-- Objectif --
Indiquez combien de lignes du listing contiennent la chaîne « beaded », en tenant compte de la casse. Donnez seulement ce nombre.
***** Données fournies
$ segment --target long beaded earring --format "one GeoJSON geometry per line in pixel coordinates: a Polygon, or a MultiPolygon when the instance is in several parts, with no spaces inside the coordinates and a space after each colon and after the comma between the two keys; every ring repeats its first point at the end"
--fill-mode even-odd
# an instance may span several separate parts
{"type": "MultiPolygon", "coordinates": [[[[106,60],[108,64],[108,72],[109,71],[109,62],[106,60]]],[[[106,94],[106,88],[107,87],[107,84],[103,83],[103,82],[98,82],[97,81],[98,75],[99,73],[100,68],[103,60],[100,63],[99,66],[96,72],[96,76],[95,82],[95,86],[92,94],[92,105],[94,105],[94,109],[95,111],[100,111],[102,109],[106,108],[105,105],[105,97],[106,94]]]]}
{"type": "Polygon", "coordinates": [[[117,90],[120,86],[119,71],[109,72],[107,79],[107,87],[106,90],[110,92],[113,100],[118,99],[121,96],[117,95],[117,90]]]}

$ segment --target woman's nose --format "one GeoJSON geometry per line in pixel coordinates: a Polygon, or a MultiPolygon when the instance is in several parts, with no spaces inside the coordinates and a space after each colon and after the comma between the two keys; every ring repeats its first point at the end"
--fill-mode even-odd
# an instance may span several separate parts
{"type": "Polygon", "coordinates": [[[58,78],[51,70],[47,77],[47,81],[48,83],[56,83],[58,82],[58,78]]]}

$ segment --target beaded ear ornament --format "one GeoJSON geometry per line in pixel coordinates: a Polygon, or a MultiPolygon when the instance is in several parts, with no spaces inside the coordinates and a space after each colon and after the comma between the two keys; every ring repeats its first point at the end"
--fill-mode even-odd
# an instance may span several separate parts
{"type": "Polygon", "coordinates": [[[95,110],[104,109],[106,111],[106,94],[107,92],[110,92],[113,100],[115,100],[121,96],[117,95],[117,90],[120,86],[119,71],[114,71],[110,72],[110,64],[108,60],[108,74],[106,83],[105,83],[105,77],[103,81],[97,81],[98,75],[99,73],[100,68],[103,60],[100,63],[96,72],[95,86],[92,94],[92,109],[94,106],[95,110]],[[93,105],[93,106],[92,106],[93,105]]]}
**********
-- Réponse --
2